• _Yapılacak İş_
Öğelerin başından başlayıp "330 105 960 636" içeren satırla (bu satır dahil) biten bölümde "BBoxPredictor" adını "BoxLocator" olarak değiştirin ve bu satırları yeniden yazın. Geri kalan her şey olduğu gibi kalsın.

• _Alıştırma Öğeleri_
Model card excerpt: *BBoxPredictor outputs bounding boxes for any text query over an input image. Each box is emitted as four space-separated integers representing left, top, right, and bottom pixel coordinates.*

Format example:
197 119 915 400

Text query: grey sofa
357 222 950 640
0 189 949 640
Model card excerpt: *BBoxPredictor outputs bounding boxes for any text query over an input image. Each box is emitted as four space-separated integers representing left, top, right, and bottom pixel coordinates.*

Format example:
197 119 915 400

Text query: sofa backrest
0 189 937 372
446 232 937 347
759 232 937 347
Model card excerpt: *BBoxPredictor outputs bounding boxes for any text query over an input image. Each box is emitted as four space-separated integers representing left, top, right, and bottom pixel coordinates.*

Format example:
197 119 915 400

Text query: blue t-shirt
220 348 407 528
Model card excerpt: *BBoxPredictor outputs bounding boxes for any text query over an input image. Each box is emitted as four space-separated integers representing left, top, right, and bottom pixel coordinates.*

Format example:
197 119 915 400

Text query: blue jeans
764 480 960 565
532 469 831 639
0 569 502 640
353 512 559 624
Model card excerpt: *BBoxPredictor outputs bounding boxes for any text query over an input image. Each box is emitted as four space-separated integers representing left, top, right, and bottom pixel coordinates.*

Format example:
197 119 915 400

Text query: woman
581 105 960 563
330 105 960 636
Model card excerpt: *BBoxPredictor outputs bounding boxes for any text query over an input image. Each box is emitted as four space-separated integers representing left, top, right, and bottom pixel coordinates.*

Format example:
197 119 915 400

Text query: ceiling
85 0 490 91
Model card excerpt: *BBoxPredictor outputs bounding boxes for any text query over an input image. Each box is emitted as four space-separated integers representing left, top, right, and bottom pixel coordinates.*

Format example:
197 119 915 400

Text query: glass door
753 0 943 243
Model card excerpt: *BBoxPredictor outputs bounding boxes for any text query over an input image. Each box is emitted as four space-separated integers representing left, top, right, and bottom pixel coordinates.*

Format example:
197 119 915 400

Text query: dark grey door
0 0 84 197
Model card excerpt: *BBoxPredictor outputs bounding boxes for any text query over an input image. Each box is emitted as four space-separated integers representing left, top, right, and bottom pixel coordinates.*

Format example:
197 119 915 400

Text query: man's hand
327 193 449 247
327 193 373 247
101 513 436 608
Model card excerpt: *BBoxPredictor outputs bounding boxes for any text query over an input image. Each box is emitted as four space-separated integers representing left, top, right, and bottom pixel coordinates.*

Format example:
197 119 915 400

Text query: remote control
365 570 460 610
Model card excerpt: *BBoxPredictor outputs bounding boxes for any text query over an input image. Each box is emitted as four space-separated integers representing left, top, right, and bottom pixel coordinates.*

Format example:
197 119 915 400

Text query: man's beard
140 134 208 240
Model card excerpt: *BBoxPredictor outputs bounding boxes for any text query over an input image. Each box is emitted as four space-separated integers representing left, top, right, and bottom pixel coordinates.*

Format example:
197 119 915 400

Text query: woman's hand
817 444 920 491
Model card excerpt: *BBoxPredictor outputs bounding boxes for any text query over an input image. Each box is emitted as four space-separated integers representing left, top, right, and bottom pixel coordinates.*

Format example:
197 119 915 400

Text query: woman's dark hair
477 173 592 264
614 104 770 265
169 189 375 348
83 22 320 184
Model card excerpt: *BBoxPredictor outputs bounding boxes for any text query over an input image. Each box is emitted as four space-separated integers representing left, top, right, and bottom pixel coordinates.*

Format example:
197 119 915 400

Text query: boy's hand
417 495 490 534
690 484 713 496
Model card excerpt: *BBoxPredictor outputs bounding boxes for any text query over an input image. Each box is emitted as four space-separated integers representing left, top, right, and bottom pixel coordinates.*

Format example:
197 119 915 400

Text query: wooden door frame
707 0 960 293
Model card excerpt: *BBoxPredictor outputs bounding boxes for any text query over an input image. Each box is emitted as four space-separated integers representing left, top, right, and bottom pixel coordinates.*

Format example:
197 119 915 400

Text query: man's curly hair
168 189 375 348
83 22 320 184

• _Görevin Çözümü_
Model card excerpt: *BoxLocator outputs bounding boxes for any text query over an input image. Each box is emitted as four space-separated integers representing left, top, right, and bottom pixel coordinates.*

Format example:
197 119 915 400

Text query: grey sofa
357 222 950 640
0 189 949 640
Model card excerpt: *BoxLocator outputs bounding boxes for any text query over an input image. Each box is emitted as four space-separated integers representing left, top, right, and bottom pixel coordinates.*

Format example:
197 119 915 400

Text query: sofa backrest
0 189 937 372
446 232 937 347
759 232 937 347
Model card excerpt: *BoxLocator outputs bounding boxes for any text query over an input image. Each box is emitted as four space-separated integers representing left, top, right, and bottom pixel coordinates.*

Format example:
197 119 915 400

Text query: blue t-shirt
220 348 407 528
Model card excerpt: *BoxLocator outputs bounding boxes for any text query over an input image. Each box is emitted as four space-separated integers representing left, top, right, and bottom pixel coordinates.*

Format example:
197 119 915 400

Text query: blue jeans
764 480 960 565
532 469 831 639
0 569 502 640
353 512 559 624
Model card excerpt: *BoxLocator outputs bounding boxes for any text query over an input image. Each box is emitted as four space-separated integers representing left, top, right, and bottom pixel coordinates.*

Format example:
197 119 915 400

Text query: woman
581 105 960 563
330 105 960 636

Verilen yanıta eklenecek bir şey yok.